[Point annotation dataset records]
----

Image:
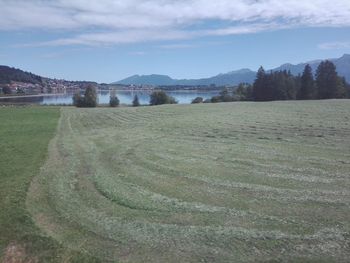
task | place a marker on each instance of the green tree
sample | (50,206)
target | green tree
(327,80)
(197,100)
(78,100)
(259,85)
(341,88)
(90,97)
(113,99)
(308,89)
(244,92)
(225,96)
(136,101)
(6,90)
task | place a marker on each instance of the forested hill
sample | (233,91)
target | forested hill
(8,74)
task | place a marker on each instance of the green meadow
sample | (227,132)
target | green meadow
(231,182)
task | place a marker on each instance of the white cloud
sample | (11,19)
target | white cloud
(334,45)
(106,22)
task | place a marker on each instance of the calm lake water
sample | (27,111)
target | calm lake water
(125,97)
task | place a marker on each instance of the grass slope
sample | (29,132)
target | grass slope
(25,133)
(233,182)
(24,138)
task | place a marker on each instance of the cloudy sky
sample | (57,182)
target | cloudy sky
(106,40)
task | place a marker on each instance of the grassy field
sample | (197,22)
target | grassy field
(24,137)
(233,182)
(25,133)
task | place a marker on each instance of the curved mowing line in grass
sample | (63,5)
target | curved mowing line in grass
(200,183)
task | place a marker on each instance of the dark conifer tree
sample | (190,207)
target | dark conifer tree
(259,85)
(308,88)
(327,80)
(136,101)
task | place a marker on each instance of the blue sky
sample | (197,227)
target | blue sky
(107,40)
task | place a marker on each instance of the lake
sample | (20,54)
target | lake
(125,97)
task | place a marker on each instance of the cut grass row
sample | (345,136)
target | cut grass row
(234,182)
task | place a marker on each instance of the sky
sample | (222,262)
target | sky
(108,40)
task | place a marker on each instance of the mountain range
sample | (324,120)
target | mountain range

----

▸ TO BE DONE:
Render all the rows above as a JSON list of strings, one string per line. Skip blank lines and leave the pictures out.

▸ REPLY TO THE EXERCISE:
[
  "Image:",
  "task | place a marker on each instance of the green tree",
  "sample | (50,206)",
  "target | green tree",
  "(327,80)",
  "(197,100)",
  "(78,100)",
  "(259,85)",
  "(341,88)",
  "(90,97)",
  "(113,99)",
  "(308,89)",
  "(244,92)",
  "(225,96)",
  "(136,101)",
  "(6,90)",
  "task | place a marker on each instance of the forested hill",
  "sample | (233,91)",
  "target | forested hill",
  "(8,74)",
  "task | place a marker on each instance of the green meadow",
  "sample | (227,132)",
  "target | green meadow",
  "(231,182)",
  "task | place a marker on each instance of the white cloud",
  "sample | (11,19)",
  "target | white cloud",
  "(334,45)",
  "(106,22)",
  "task | place a marker on each instance of the calm lake water",
  "sample | (27,111)",
  "target | calm lake water",
  "(125,97)",
  "task | place a marker on each instance of the grass slope",
  "sample | (29,132)",
  "target | grass slope",
  "(25,133)",
  "(233,182)",
  "(24,138)",
  "task | place a marker on each instance of the cloudy sky",
  "sample | (57,182)",
  "target | cloudy sky",
  "(106,40)",
  "task | place a marker on each instance of the grassy field",
  "sample | (197,22)",
  "target | grassy field",
  "(24,137)",
  "(233,182)",
  "(25,133)",
  "task | place a marker on each instance of the curved mowing line in grass",
  "sample | (63,5)",
  "target | curved mowing line in grass",
  "(200,183)",
  "task | place a marker on each instance of the dark conifer tree",
  "sample | (190,207)",
  "target | dark conifer tree",
  "(259,85)",
  "(308,88)",
  "(327,80)",
  "(136,101)",
  "task | place a marker on each instance of the blue sky",
  "sample | (197,227)",
  "target | blue sky",
  "(107,40)",
  "task | place a marker on each instance of the lake",
  "sample | (20,54)",
  "target | lake",
  "(125,97)",
  "task | place a marker on each instance of the cut grass row",
  "sample | (345,136)",
  "target | cut grass row",
  "(234,182)",
  "task | place a marker on each instance of the sky",
  "sample | (222,262)",
  "target | sky",
  "(108,40)",
  "task | place a marker on each instance of the mountain range",
  "sample | (324,120)",
  "target | mountain range"
]